* What the task requires
Rewrite the records below, swapping "Integer pixel coords" for "Whole-number pixel coordinates" wherever it occurs and changing nothing else.

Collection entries
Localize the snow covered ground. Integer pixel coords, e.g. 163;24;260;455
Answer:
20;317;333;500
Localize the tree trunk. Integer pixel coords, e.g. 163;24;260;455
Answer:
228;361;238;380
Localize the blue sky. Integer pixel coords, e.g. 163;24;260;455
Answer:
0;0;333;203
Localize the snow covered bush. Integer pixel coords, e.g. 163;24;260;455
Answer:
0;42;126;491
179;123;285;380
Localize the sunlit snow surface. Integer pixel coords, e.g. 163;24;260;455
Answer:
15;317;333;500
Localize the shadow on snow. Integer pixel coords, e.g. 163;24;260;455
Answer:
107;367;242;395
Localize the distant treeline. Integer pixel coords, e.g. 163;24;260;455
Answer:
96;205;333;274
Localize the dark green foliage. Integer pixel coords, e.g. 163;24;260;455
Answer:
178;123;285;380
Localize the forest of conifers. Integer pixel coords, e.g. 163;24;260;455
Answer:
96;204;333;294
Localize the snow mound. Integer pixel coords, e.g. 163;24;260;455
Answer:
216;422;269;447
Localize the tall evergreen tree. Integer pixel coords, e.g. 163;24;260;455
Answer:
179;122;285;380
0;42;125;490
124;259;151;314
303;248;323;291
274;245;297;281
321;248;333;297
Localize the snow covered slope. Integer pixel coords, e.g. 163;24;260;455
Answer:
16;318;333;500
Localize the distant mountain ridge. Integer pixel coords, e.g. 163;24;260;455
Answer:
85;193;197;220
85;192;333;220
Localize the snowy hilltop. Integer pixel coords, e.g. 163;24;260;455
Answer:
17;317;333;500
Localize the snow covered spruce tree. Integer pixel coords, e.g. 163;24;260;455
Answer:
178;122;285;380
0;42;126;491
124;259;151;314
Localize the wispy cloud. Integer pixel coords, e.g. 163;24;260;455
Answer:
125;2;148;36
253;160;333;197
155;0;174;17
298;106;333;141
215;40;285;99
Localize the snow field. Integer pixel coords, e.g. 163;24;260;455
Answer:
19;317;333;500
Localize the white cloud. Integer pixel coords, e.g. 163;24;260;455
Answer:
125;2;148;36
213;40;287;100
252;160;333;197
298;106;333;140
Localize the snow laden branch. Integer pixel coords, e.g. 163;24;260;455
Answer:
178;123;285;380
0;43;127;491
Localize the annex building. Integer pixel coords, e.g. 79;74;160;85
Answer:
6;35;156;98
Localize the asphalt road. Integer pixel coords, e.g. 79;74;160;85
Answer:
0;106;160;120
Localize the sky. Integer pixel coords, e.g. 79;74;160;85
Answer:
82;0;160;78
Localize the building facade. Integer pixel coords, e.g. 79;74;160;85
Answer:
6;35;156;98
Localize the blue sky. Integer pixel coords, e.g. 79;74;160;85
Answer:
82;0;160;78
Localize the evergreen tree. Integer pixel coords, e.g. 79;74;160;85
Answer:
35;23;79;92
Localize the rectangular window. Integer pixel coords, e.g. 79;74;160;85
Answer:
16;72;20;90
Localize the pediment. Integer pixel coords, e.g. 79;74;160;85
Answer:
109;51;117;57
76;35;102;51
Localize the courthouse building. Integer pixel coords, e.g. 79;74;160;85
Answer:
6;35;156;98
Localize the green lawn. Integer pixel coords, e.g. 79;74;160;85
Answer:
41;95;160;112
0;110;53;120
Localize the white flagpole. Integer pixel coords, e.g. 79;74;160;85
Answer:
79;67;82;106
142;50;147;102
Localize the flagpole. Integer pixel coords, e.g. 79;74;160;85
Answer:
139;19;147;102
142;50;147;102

* Exercise result
Localize the snow covered ground. Whole-number pixel coordinates, e.g. 163;24;260;455
Answer:
20;317;333;500
Localize the tree trunk. Whole-number pixel coordinates, e.g. 163;24;260;455
Answer:
228;361;238;380
Localize the blue sky. Whole-number pixel coordinates, e.g. 163;24;260;455
Answer:
0;0;333;203
Localize the snow covered bush. Whole-number pixel coordinates, e.g. 163;24;260;455
Answer:
0;42;126;491
179;123;285;380
Localize the sunlit snow surface. Whole-number pixel coordinates, e.g. 163;24;260;455
Answer:
15;317;333;500
Localize the shadow on snow. Whole-number pixel coordinates, e.g. 163;24;260;455
Answer:
107;367;242;395
Localize the distant treeline. Whole-number pixel coordinates, e.g. 163;24;260;455
Answer:
96;205;333;274
Localize the dark green foliage. Whole-number pixel coordinates, e.g. 163;24;260;455
Answer:
178;123;285;380
Localize the forest of conifers. Whole-number pixel coordinates, e.g. 163;24;260;455
Answer:
96;204;333;294
Localize the snow mound. Whole-number pixel coordinates, e.g. 163;24;260;455
Answer:
216;422;269;447
Localize the tall evergreen tree. Whole-number pixel coordinates, e.g. 163;24;260;455
Answer:
179;122;285;380
0;42;125;490
124;259;151;314
303;248;323;291
274;245;297;281
321;248;333;297
Localize the snow covered slope. Whole-number pixel coordinates, e.g. 163;24;260;455
Answer:
16;318;333;500
Localize the distant mountain ridge. Whole-number pixel coordinates, e.g. 163;24;260;455
Answer:
85;193;197;220
85;192;333;220
Localize the snowy hilltop. Whole-number pixel coordinates, e.g. 163;24;260;455
Answer:
17;317;333;500
Localize the snow covered spruce tree. Whole-number pixel coordinates, e.g. 163;24;260;455
Answer:
178;122;285;380
0;42;126;491
124;259;151;314
Localize the wispy cloud. Whole-number pixel coordinates, e.g. 163;24;260;455
Answer:
125;2;148;36
253;160;333;197
155;0;174;17
298;106;333;141
215;40;285;99
Localize the snow field. Whole-number pixel coordinates, e.g. 163;24;260;455
Answer:
19;317;333;500
Localize the white cloud. Whole-number pixel coordinates, e.g. 163;24;260;455
Answer:
125;2;148;36
213;40;287;100
252;160;333;197
298;106;333;140
Localize the snow laden branch. Whole-number pixel coordinates, e.g. 163;24;260;455
Answer:
178;123;285;380
0;43;127;491
Localize the annex building. Whole-number pixel coordinates, e.g. 79;74;160;85
Answer:
6;35;156;98
Localize the asphalt road. Whole-number pixel coordinates, e.g. 79;74;160;85
Answer:
0;106;160;120
Localize the sky. Whole-number pixel coordinates, e.g. 79;74;160;85
Answer:
82;0;160;78
Localize the building facade. Whole-number pixel coordinates, e.g. 79;74;160;85
Answer:
6;35;156;98
Localize the blue sky. Whole-number pixel coordinates, e.g. 79;74;160;85
Answer:
82;0;160;78
Localize the evergreen tree. Whole-number pixel coordinates, e.g. 79;74;160;85
Answer:
35;23;79;92
Localize the rectangular window. Whole-number pixel coordinates, e.g. 79;74;160;85
Answer:
16;72;20;90
Localize the pediment. Whole-number pixel coordinates, e.g. 79;74;160;85
Answer:
109;51;117;57
76;35;102;51
Localize the courthouse building. Whole-number pixel coordinates, e.g. 79;74;160;85
Answer:
6;35;156;98
Localize the green lawn. Whole-number pixel coordinates, e.g. 79;74;160;85
Answer:
41;95;160;112
0;110;53;120
Localize the white flagpole. Whole-number pixel coordinates, e.g. 79;74;160;85
Answer:
79;67;82;106
142;50;147;102
Localize the flagpole. Whole-number pixel coordinates, e.g. 79;74;160;85
Answer:
139;19;147;102
142;50;147;102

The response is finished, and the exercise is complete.